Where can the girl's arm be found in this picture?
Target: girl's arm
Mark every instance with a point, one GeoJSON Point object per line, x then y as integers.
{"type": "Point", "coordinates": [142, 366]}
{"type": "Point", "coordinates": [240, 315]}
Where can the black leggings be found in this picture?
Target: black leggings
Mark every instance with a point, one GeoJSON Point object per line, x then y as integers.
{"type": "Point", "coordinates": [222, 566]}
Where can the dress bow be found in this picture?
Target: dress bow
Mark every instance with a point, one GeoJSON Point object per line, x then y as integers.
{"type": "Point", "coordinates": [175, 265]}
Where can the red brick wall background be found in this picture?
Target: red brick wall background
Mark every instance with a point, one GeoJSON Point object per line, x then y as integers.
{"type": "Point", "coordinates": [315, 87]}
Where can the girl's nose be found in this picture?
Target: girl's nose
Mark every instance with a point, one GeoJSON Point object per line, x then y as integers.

EXERCISE PROMPT:
Write out again, exactly, the lines from the one holding "Where can the dress" through the end of the listing, with both ends included.

PROBLEM SOLUTION:
Where can the dress bow be found in this picture?
Target: dress bow
Mark every instance with a point, one GeoJSON Point object per line, x then y as integers.
{"type": "Point", "coordinates": [175, 265]}
Where can the red brick wall background be found in this picture?
Target: red brick wall background
Mark every instance with a point, one GeoJSON Point object per line, x then y as integers.
{"type": "Point", "coordinates": [315, 87]}
Where can the girl's nose be found in this picture?
Target: girl's nose
Mark every instance with a point, one GeoJSON Point object per line, x then y as integers.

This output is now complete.